═════ EXTRAIT CHOISI ═════
Droit et travail

Les limites à ne pas franchir au moment de dresser le profil d’un collaborateur

Lors d’entretiens d’embauche ou d’évaluations, le management et les responsables RH cherchent à obtenir plusieurs informations pour se faire une image fiable du collaborateur qui est en face d’eux. La loi fédérale sur la protection des données et le Code des obligations imposent plusieurs limites qui sont souvent difficiles à respecter dans la pratique. 

Le responsable RH d’une entreprise peut-il lors de l’entretien d’embauche poser des questions à une candidate sur son style de vie et en particulier les détails de sa vie intime et amoureuse (existence d’une relation, moyens de contraception utilisés)? 

Dans une affaire qui lui a été soumise en 2008, le Tribunal fédéral a eu l’occasion de répondre clairement par la négative à cette question en rappelant que les dispositions légales sur le contrat de travail interdisent à l’employeur, avant d’engager un candidat, de lui poser des questions qui n’ont pas trait au poste de travail ou à l’activité à exercer et qui portent atteinte à sa sphère privée. 

Selon le Tribunal fédéral, sont par exemple inadmissibles, sauf cas particulier, «des questions relatives à une éventuelle séropositivité, aux opinions politiques, à la volonté future d’une femme d’avoir des enfants, à la situation familiale, au cercle d’amis et de fréquentations du candidat ou à ses tendances sexuelles» (voir arrêt du Tribunal fédéral du 30 juin 2008 en la cause 2C_103/2008, considérant 6.2).
═════
» CONSIGNE
Dans la citation du Tribunal fédéral que reproduit l'extrait choisi, relevez tous les sujets sur lesquels les questions à un candidat sont déclarées inadmissibles, sauf cas particulier.
═════ JEU DE DONNÉES ═════
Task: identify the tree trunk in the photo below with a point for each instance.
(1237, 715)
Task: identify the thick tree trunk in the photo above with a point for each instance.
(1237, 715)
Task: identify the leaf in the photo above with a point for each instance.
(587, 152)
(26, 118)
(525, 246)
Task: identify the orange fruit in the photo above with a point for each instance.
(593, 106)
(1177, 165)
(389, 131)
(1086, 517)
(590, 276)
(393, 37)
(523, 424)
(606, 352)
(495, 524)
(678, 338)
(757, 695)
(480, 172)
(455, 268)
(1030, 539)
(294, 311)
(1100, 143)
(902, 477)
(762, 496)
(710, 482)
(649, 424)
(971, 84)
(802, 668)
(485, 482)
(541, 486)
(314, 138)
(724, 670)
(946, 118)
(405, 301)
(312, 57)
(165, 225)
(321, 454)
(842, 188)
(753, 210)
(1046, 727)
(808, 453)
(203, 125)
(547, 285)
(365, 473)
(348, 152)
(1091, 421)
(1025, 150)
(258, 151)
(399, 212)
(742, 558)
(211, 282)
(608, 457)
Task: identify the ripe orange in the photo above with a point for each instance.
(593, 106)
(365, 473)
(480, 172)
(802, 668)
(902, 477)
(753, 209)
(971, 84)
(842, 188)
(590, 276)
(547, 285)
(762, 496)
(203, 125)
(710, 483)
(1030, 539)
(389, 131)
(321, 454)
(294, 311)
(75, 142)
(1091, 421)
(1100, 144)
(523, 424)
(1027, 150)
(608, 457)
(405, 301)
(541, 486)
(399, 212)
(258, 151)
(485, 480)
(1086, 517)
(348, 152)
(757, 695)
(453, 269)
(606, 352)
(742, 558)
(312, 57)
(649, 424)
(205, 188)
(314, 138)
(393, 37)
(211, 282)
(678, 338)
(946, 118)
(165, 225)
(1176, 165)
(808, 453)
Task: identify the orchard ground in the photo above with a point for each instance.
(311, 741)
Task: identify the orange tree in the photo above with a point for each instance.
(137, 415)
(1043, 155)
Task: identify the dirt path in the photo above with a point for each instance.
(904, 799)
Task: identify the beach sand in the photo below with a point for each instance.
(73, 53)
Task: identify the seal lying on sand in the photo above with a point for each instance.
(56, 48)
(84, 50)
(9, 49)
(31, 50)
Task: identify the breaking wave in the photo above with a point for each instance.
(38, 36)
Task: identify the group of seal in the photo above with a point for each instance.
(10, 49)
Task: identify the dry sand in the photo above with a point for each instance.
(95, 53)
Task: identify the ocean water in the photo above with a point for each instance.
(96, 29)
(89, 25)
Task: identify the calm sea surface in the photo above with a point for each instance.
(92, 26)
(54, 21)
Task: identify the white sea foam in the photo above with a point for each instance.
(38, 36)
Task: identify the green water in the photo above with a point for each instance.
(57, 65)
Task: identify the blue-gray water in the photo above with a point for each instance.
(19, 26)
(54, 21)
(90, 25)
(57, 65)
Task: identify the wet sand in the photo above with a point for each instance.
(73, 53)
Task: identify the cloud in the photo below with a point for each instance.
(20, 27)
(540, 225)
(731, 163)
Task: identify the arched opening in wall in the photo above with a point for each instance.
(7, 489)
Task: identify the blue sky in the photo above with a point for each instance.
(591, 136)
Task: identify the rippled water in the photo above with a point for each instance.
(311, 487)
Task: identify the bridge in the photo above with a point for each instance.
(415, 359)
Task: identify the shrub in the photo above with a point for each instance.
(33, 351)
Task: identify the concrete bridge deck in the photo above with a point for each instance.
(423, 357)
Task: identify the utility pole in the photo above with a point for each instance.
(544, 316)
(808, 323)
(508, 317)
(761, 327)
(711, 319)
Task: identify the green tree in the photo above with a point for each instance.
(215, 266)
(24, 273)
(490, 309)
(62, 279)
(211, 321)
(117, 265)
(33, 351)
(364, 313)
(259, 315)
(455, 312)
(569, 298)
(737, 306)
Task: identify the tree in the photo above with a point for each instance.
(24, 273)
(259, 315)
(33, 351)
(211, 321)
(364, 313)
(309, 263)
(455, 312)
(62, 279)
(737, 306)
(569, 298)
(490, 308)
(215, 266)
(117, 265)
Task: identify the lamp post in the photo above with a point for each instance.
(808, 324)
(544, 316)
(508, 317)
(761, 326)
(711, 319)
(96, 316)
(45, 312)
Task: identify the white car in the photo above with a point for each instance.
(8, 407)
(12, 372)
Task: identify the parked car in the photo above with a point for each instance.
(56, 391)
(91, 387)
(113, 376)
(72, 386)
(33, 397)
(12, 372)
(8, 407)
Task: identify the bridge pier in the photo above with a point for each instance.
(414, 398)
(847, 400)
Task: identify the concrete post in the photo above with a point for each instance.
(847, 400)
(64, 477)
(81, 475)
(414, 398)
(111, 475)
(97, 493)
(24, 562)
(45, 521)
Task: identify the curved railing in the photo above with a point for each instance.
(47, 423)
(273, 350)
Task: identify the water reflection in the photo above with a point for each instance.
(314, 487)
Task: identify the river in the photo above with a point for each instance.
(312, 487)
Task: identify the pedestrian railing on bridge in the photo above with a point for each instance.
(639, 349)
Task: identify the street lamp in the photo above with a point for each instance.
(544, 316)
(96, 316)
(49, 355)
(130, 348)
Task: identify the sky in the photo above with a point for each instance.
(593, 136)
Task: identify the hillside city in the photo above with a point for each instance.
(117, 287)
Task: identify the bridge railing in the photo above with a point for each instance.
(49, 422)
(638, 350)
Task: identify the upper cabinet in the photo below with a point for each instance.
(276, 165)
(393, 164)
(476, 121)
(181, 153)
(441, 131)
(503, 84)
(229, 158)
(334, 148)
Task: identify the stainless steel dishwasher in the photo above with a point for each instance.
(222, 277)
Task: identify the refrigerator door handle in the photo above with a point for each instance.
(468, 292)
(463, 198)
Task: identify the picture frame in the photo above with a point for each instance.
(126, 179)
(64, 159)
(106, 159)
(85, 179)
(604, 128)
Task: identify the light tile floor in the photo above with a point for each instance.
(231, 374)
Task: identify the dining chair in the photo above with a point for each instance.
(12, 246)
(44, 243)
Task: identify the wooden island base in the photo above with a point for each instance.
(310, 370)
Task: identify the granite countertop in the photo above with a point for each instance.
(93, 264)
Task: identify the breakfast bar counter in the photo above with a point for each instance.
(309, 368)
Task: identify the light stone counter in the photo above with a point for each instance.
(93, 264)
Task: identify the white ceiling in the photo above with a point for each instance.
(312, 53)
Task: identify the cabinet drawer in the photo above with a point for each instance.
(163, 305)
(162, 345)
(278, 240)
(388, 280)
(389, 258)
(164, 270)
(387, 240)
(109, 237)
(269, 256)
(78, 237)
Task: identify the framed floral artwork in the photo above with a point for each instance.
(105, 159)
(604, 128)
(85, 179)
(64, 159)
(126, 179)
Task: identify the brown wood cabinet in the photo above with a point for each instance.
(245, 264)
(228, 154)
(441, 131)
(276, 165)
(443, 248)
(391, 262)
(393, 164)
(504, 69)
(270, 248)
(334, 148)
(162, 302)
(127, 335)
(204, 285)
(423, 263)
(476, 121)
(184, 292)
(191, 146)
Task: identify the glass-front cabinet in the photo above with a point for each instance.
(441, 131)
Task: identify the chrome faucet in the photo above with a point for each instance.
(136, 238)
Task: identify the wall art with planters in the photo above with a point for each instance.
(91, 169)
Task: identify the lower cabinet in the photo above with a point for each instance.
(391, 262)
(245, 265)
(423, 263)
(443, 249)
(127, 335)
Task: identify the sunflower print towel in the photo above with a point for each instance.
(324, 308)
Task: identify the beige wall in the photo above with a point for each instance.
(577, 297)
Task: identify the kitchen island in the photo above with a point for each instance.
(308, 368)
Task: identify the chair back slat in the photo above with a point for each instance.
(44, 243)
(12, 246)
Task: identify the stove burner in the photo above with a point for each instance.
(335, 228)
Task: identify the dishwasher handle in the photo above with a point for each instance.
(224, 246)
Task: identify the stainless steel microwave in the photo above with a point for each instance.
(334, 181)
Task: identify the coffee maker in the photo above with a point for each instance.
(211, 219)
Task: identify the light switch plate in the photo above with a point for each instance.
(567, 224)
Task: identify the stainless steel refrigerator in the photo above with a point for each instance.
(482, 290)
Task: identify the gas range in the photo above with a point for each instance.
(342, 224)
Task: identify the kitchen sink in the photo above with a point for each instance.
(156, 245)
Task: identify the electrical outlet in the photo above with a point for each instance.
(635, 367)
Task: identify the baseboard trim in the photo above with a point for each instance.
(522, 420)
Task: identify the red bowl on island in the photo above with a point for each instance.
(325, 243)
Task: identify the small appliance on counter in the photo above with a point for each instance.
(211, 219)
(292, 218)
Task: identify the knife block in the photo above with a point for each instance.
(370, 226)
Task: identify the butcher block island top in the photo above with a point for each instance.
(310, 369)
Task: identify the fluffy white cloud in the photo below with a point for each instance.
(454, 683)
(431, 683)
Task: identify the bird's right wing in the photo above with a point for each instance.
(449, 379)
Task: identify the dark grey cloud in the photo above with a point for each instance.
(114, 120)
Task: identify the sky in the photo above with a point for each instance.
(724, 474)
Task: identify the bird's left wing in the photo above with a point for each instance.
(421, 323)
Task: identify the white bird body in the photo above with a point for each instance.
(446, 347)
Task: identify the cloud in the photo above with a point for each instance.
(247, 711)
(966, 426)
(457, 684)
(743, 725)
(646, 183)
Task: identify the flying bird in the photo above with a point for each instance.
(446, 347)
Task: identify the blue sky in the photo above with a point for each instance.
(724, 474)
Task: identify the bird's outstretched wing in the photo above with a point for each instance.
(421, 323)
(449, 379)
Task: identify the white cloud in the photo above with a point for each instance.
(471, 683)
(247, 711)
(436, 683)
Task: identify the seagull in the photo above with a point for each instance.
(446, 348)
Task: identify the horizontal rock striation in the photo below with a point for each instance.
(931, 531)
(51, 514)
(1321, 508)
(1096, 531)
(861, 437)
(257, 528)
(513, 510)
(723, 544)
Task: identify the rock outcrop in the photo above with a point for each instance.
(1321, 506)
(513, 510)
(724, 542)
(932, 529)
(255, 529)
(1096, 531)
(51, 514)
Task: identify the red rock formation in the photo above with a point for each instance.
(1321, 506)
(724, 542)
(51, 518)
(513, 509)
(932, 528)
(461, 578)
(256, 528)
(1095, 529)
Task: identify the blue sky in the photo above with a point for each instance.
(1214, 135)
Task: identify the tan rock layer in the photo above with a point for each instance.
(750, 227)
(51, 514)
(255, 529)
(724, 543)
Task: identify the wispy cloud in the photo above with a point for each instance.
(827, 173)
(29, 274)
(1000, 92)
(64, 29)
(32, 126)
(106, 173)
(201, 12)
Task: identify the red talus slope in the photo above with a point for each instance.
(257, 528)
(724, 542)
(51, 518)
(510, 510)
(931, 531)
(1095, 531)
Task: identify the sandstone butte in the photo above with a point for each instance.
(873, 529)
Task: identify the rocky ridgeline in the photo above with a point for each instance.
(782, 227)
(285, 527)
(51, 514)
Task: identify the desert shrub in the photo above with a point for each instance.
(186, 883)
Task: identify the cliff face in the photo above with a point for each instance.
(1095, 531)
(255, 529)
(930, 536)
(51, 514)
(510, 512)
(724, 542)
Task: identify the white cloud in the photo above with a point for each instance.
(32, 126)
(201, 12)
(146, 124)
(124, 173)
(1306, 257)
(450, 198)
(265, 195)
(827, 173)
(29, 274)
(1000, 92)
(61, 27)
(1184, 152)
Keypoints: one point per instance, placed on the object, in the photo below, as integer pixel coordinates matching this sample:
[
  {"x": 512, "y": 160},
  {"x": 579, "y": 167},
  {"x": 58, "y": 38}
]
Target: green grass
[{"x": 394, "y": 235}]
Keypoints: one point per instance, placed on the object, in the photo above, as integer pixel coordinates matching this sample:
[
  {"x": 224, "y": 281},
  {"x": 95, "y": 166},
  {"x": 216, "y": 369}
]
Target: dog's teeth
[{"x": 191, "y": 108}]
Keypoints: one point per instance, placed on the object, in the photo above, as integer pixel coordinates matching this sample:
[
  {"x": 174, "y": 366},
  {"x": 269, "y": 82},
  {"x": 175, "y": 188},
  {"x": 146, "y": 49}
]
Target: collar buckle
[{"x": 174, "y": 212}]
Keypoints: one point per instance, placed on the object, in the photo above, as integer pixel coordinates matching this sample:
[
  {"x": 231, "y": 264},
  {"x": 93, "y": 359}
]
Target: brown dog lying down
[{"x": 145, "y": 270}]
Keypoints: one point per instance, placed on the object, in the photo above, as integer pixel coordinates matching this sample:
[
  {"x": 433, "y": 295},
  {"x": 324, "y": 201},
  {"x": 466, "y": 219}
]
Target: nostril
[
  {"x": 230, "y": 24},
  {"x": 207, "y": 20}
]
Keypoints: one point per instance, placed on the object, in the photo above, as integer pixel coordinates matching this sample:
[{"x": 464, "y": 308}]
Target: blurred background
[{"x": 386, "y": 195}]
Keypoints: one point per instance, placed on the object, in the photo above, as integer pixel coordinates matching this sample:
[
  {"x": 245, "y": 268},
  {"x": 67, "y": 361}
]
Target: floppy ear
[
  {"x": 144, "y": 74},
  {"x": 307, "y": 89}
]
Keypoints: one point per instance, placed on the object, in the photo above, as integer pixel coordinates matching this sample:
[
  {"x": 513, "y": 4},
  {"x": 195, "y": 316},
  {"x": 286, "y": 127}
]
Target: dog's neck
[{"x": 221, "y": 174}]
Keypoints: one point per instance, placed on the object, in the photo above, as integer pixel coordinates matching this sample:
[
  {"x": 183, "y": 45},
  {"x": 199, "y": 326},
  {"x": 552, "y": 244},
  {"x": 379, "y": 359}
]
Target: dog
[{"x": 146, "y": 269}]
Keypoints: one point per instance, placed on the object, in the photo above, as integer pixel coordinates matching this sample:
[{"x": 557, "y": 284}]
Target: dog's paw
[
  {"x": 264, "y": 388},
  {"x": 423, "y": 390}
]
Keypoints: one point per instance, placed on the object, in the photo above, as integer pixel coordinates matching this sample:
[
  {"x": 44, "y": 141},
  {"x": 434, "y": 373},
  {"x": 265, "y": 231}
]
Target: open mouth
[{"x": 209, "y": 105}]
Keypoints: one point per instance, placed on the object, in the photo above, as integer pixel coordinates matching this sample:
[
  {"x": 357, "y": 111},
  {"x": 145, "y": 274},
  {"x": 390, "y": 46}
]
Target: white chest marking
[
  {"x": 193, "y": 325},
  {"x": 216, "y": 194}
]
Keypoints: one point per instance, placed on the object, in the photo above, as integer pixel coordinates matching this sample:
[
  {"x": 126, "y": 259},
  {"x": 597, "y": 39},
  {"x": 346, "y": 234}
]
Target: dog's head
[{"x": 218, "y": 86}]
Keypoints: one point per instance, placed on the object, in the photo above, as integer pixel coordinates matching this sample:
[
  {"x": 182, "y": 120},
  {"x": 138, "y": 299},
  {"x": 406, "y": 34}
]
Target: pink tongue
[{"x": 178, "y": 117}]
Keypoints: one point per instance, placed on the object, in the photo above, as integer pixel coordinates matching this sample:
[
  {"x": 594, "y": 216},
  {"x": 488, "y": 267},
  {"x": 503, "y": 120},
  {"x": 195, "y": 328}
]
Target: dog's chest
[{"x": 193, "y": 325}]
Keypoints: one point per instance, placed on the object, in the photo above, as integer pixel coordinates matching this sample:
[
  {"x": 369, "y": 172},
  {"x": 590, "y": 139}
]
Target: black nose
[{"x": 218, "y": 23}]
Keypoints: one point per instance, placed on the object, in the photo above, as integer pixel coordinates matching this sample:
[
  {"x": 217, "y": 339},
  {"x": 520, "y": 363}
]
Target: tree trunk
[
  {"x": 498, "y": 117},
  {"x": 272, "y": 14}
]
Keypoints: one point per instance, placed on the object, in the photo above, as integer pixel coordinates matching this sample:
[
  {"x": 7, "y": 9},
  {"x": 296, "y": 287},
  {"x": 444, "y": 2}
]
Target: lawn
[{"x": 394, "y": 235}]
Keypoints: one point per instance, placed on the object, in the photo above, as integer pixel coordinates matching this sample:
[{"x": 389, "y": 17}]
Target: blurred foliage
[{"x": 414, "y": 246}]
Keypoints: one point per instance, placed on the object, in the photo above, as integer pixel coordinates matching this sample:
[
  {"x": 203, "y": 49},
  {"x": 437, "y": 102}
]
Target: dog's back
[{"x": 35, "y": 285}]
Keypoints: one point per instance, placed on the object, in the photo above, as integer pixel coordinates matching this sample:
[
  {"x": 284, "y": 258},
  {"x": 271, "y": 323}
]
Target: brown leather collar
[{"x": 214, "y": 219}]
═════
» RÉSULTAT FINAL
- une éventuelle séropositivité
- les opinions politiques
- la volonté future d'une femme d'avoir des enfants
- la situation familiale
- le cercle d'amis et de fréquentations du candidat
- ses tendances sexuelles